Begin LISTED ENTRIES

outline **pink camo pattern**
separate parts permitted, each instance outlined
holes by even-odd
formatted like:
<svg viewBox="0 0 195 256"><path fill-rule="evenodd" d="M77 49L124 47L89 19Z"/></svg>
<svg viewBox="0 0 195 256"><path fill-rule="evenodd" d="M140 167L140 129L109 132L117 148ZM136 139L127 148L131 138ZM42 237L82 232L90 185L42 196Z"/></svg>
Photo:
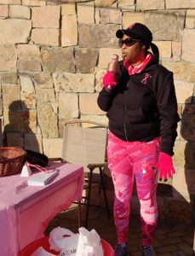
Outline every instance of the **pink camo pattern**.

End LISTED ENTRIES

Rewrite each line of the listing above as a JSON list of strings, one string per line and no entries for blank lines. Leave out the pictures.

[
  "outline **pink camo pattern**",
  "separate parts permitted, each instance outlined",
  "holes by even-odd",
  "formatted like:",
  "<svg viewBox=\"0 0 195 256\"><path fill-rule=\"evenodd\" d=\"M77 49L124 47L89 19Z\"/></svg>",
  "<svg viewBox=\"0 0 195 256\"><path fill-rule=\"evenodd\" d=\"M140 167L140 129L109 132L117 148ZM136 139L127 148L131 138ZM42 237L82 232L90 185L42 196Z\"/></svg>",
  "Photo:",
  "Outline every instance of the **pink camo pattern**."
]